## To do
How many of the lines below contain "spread"? Reply with only that figure.

========

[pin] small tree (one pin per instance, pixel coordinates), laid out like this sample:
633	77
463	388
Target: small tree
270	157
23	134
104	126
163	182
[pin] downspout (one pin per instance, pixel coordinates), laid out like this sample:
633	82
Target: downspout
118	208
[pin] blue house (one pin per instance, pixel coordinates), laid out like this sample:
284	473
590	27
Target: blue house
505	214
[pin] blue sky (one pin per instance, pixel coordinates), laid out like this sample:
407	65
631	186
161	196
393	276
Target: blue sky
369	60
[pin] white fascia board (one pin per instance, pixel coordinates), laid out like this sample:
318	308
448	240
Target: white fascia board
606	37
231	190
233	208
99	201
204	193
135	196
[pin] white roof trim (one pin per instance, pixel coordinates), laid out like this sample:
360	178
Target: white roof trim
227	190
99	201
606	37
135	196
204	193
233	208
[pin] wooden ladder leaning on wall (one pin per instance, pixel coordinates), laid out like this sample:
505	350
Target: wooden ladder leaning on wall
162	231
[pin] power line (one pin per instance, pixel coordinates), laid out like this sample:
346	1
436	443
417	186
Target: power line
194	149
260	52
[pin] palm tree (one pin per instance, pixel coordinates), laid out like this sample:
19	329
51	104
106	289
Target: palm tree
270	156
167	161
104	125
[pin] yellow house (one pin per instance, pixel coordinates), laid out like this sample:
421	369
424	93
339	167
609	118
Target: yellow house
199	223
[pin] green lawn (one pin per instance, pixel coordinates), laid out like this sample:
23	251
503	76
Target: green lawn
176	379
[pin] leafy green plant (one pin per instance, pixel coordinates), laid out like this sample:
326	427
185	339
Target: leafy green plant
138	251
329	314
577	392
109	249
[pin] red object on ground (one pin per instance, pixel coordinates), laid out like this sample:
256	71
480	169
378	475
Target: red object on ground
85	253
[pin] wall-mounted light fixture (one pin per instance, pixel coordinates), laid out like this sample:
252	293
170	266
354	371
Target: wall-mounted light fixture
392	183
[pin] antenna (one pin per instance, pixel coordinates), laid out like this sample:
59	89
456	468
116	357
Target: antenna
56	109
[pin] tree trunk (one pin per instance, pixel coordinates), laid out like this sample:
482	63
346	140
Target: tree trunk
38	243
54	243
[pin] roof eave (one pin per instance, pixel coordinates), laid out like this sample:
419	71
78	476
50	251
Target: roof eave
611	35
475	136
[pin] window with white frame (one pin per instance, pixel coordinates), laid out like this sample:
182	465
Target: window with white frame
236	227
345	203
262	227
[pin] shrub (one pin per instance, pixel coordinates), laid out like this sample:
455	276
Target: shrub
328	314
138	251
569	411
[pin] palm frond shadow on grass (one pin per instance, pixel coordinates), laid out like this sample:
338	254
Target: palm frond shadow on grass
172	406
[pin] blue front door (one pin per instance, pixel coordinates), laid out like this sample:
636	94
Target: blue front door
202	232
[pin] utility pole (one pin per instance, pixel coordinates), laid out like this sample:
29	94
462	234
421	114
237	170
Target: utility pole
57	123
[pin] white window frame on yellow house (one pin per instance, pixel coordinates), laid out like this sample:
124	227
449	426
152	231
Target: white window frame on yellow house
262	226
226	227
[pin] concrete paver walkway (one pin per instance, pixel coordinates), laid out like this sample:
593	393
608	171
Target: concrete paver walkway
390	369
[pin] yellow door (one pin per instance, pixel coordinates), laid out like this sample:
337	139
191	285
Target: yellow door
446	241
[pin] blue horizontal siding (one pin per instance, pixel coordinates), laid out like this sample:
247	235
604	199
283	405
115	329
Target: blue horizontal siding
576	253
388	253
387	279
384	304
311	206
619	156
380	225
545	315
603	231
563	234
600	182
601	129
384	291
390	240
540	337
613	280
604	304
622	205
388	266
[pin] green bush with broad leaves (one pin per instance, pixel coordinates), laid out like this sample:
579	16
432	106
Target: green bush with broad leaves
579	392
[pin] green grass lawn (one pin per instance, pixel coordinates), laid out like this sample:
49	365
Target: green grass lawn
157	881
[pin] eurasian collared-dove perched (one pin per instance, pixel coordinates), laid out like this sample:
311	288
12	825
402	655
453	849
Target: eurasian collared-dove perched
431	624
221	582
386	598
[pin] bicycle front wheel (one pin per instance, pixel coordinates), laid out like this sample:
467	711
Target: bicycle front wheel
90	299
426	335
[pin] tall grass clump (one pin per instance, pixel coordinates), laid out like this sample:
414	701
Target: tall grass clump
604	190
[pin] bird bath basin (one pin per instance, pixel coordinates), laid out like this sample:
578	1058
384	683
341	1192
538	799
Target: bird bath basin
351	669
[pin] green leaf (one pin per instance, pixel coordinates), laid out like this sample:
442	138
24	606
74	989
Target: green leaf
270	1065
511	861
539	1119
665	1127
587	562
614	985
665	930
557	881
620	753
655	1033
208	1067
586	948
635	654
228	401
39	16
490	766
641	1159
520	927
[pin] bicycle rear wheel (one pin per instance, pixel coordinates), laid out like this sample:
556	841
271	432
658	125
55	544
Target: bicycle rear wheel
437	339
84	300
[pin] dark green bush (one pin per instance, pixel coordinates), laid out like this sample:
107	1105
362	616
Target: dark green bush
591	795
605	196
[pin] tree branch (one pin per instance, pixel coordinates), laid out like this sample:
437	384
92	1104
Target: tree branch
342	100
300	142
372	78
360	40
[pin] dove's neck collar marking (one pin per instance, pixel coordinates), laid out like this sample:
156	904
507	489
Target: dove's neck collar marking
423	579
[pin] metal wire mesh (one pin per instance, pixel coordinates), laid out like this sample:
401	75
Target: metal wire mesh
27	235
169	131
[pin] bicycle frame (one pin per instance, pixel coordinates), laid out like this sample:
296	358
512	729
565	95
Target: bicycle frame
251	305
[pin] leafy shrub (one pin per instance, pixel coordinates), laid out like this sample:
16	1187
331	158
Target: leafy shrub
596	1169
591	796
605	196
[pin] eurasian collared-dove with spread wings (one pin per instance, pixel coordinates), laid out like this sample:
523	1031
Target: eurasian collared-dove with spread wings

========

## Answer
2